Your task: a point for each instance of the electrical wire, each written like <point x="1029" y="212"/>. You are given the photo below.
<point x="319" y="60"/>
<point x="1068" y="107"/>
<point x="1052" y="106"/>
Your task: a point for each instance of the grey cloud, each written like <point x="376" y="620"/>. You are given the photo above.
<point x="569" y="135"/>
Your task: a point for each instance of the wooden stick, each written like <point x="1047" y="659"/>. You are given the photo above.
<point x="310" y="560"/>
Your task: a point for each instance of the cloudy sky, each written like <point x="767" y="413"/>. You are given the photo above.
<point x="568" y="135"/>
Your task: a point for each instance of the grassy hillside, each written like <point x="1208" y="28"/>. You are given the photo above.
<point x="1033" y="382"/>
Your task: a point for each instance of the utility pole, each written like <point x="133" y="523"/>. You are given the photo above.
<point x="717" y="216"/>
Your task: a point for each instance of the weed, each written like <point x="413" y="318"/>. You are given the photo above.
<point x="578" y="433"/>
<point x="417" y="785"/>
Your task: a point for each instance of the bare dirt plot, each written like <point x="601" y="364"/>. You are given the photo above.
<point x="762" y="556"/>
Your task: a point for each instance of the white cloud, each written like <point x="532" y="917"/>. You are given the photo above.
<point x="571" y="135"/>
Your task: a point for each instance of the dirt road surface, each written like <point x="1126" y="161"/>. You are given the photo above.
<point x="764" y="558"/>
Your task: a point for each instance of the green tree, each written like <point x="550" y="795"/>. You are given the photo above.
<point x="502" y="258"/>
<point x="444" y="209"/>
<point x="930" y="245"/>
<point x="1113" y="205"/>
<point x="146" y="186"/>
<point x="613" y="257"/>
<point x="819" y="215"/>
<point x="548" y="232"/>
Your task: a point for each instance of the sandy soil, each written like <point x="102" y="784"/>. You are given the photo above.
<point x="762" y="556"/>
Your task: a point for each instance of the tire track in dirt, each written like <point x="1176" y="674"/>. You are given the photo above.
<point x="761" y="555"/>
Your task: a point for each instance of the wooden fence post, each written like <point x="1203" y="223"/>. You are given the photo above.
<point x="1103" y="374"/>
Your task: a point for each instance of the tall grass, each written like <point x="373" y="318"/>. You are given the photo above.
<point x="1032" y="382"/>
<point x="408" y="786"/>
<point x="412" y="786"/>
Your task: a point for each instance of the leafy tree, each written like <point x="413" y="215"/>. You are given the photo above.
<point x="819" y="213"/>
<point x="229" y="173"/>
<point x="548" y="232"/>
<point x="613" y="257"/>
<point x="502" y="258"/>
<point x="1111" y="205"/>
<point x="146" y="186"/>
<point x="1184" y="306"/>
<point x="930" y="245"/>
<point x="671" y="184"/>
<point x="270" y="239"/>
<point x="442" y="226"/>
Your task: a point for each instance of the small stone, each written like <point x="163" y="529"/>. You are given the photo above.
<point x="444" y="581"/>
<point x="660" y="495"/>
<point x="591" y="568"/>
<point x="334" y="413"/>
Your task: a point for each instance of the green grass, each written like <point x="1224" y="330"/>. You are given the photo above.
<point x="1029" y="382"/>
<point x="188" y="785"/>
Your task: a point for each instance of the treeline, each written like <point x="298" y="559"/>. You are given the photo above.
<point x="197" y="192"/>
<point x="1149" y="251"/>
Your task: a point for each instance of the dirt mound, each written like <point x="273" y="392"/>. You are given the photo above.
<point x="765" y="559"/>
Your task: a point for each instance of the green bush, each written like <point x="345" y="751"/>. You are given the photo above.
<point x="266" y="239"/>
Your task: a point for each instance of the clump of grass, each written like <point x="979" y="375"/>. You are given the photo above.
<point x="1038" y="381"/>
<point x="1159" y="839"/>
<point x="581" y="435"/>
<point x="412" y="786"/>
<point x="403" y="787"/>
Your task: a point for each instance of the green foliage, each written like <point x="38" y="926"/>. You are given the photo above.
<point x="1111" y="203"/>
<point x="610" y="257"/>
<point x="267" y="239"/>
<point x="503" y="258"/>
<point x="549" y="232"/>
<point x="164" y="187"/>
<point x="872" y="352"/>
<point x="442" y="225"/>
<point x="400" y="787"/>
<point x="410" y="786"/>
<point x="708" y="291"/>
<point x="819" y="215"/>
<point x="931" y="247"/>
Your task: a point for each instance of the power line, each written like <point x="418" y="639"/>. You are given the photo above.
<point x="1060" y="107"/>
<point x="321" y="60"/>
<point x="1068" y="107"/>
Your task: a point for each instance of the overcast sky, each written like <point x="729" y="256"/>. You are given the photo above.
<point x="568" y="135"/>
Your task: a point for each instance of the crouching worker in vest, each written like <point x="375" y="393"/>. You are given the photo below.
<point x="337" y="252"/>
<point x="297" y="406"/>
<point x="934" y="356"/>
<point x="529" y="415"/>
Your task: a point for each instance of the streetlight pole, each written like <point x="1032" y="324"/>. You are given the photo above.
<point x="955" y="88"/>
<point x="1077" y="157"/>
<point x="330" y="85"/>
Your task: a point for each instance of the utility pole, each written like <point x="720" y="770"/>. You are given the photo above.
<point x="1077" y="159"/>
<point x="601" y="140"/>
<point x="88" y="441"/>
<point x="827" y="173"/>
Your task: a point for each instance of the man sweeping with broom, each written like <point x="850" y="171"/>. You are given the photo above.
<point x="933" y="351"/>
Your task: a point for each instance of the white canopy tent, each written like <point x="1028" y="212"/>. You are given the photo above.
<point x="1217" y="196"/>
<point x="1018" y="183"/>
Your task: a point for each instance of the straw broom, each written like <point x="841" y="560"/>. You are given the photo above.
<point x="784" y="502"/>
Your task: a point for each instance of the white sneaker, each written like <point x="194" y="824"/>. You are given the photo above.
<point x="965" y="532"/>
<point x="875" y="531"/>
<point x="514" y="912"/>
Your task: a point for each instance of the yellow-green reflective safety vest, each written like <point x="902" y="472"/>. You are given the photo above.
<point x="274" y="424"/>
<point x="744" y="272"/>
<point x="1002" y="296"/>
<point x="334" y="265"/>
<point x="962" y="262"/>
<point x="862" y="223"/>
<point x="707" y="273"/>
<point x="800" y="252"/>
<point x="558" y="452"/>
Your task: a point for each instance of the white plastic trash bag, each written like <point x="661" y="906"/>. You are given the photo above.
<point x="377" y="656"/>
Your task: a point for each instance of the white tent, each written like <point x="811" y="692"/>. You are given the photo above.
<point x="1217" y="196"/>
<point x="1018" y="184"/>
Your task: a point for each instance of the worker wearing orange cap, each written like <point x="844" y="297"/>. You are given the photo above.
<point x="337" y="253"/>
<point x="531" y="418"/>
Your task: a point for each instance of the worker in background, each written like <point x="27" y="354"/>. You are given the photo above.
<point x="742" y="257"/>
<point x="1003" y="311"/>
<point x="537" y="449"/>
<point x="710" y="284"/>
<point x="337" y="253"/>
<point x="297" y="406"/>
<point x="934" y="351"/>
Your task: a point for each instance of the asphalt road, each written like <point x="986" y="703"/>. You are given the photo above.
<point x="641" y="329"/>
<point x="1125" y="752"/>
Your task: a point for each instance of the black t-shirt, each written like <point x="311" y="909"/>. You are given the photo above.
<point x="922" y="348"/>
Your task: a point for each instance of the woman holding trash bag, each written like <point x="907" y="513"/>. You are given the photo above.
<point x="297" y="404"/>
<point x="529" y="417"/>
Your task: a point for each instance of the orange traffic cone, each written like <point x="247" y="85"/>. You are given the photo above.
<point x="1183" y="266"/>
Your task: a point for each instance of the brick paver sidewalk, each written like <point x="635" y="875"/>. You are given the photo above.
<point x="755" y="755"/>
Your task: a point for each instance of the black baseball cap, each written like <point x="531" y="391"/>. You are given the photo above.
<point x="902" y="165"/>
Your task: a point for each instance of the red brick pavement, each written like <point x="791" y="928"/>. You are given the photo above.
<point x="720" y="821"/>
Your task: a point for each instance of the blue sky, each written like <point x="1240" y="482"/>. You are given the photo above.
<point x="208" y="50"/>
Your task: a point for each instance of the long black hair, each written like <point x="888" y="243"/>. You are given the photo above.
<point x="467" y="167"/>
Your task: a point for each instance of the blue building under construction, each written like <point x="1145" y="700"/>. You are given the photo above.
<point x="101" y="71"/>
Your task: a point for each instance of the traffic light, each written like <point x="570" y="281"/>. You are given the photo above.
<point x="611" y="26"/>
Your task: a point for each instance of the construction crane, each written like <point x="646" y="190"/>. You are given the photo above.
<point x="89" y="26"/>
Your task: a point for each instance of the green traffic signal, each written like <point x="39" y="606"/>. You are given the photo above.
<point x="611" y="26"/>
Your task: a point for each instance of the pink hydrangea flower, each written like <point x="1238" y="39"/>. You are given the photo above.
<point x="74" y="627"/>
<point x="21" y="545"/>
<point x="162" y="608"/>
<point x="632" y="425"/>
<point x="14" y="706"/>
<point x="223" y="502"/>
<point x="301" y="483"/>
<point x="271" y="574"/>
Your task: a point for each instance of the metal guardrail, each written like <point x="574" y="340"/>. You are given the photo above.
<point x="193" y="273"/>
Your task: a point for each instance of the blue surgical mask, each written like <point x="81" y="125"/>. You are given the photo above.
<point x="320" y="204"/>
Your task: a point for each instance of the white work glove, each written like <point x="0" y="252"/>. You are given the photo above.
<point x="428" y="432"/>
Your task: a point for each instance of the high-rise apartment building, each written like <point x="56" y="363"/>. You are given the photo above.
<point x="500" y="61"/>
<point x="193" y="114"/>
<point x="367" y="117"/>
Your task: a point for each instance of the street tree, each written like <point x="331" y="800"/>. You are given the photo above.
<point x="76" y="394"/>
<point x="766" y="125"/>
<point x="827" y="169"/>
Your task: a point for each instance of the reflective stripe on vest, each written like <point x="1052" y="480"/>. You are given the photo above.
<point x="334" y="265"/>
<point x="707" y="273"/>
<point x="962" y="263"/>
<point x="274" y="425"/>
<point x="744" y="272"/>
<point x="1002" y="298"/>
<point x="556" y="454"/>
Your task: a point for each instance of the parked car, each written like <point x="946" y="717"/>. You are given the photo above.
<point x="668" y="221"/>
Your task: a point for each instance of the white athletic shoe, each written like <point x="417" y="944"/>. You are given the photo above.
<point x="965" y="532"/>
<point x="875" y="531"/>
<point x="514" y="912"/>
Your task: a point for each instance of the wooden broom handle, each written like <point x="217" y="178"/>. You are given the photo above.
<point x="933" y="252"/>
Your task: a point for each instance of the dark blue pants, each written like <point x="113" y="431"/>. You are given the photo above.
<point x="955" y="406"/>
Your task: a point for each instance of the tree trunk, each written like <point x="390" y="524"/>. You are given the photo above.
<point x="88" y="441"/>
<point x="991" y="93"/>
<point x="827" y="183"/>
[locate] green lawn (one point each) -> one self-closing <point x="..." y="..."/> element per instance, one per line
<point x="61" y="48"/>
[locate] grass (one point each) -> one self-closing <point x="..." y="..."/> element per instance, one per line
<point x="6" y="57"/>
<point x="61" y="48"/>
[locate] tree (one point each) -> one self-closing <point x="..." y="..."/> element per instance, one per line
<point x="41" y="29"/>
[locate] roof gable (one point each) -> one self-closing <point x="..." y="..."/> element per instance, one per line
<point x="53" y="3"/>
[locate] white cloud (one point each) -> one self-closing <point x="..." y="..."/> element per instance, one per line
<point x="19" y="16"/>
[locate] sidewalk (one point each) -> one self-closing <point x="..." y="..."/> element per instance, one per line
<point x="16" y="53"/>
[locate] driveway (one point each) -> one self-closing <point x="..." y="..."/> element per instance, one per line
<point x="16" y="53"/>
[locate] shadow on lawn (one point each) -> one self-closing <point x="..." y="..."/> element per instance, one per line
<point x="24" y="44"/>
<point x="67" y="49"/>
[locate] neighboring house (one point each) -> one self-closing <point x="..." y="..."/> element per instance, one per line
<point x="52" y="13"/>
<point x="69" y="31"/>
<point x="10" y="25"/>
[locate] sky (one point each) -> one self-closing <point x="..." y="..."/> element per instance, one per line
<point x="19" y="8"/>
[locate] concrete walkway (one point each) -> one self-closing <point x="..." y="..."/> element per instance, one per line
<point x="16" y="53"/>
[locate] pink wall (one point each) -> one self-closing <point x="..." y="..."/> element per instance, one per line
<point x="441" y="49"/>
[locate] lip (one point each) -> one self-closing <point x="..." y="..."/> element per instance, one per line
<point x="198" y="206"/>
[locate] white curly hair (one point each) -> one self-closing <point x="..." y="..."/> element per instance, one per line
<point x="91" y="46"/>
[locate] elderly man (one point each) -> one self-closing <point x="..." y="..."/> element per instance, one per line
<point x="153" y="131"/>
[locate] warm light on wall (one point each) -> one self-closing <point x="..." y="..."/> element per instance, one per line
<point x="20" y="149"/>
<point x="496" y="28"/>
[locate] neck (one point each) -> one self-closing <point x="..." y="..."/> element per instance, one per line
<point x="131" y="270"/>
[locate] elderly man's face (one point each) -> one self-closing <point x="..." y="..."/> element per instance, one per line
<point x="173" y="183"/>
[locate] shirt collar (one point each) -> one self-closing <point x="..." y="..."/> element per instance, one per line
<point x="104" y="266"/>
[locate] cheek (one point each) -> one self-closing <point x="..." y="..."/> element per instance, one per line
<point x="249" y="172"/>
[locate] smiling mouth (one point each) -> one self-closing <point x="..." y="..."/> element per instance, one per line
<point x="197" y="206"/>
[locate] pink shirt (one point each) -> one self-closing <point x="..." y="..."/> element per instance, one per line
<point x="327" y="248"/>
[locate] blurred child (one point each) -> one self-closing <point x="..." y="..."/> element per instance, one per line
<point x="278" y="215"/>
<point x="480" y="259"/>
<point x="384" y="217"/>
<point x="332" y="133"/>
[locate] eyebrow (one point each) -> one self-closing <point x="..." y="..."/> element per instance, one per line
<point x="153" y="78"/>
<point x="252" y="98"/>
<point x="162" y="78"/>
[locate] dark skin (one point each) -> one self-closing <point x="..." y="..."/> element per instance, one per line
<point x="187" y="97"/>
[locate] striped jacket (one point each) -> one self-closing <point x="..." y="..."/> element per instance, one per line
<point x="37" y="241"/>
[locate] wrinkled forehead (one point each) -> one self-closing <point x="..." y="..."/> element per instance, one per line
= = = = = = =
**GIVEN REQUEST**
Output as a numbered list, with blank lines omitted, the lines from the line containing "[locate] pink shirt" through the last line of the records, both ends included.

**RESULT OF THE EXERCISE**
1. [locate] pink shirt (one point each) -> one self-closing <point x="..." y="..."/> element per instance, one per line
2. <point x="327" y="248"/>
3. [locate] blurred child (one point each) -> one self-closing <point x="..." y="..."/> element per instance, one per line
4. <point x="278" y="215"/>
5. <point x="480" y="259"/>
6. <point x="384" y="217"/>
7. <point x="332" y="133"/>
8. [locate] eyebrow (one point each) -> one self-closing <point x="..." y="..."/> element per instance, one per line
9. <point x="153" y="78"/>
10. <point x="252" y="98"/>
11. <point x="162" y="78"/>
12. [locate] dark skin (one point each) -> one self-closing <point x="..." y="..."/> element per instance, one per line
13. <point x="187" y="97"/>
14. [locate] striped jacket (one point each) -> one self-closing <point x="..." y="..."/> element per instance, one per line
15. <point x="37" y="241"/>
16. [locate] wrinkled forehead (one point each) -> one self-closing <point x="..." y="..."/> element per instance, one per line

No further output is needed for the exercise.